▶ _What is expected_
Below are the entries to work from; restate word for word the portion that opens with the line containing "request: trace the outline of every instance of the stone" and closes with the line containing "target: stone paved street", keeping both.

▶ _Source records_
==========

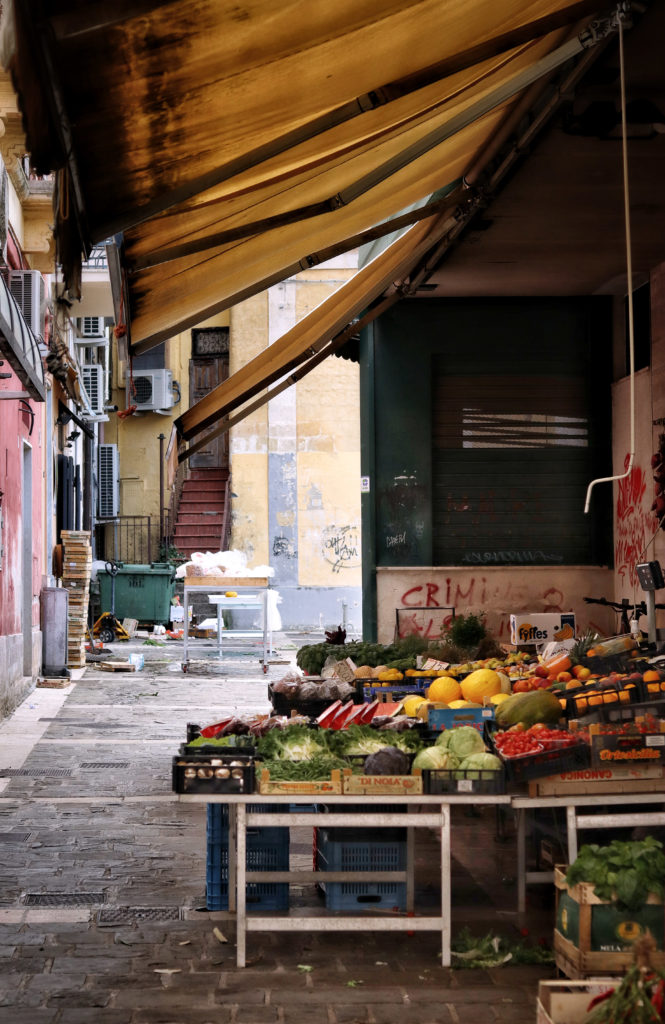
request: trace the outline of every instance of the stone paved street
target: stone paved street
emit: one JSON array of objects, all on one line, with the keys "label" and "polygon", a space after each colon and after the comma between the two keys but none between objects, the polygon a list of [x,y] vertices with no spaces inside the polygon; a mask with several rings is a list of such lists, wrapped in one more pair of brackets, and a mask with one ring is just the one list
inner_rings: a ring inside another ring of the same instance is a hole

==========

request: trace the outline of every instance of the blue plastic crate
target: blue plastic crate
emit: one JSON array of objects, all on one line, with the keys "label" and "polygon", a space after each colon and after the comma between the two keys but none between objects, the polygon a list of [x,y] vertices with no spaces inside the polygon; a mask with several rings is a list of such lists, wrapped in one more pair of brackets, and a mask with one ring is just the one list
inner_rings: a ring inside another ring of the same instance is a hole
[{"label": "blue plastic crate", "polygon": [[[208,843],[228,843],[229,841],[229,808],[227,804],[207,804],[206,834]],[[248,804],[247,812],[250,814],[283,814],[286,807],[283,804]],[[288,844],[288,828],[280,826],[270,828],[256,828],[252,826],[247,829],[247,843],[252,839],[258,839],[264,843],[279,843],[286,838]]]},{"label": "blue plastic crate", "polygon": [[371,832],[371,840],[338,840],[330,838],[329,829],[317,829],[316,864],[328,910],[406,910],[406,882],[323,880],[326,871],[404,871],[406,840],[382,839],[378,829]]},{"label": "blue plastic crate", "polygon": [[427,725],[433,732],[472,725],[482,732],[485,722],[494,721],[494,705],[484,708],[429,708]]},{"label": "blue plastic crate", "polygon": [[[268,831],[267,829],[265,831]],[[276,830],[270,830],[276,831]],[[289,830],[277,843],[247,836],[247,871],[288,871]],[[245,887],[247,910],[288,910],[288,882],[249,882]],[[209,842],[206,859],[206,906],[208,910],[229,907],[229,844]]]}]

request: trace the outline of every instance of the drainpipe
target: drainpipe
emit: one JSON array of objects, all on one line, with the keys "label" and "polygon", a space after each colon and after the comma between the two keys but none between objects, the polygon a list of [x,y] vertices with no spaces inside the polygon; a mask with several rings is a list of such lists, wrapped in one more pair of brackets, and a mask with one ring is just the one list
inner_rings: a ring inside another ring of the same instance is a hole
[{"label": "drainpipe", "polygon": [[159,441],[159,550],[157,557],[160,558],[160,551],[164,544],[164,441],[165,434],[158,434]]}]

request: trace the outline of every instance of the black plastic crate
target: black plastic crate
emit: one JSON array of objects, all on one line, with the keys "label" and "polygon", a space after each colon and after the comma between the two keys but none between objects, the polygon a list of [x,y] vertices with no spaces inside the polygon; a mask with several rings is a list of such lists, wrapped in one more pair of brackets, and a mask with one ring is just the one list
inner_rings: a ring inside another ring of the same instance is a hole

==========

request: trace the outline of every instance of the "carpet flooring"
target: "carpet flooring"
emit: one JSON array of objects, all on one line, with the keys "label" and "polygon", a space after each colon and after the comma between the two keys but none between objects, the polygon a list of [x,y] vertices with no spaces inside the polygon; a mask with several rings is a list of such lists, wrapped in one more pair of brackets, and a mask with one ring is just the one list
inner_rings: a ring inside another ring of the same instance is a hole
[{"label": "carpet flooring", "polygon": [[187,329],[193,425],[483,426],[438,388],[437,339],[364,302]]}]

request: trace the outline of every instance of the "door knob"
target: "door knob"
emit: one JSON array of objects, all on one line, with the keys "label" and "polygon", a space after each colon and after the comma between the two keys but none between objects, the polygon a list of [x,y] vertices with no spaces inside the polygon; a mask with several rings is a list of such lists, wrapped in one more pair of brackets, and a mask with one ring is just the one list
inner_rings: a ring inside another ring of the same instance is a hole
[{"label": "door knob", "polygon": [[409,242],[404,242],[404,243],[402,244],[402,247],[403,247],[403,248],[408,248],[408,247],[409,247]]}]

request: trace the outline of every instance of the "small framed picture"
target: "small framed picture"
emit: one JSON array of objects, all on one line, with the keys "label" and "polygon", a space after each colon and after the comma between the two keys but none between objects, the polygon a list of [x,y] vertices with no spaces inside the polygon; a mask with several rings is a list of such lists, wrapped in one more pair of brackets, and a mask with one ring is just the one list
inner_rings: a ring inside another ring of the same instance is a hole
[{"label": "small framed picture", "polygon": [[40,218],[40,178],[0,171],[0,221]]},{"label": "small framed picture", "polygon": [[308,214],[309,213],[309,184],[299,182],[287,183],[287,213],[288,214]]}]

==========

▶ _Result of the task_
request: trace the outline of every instance of the stone paved street
target: stone paved street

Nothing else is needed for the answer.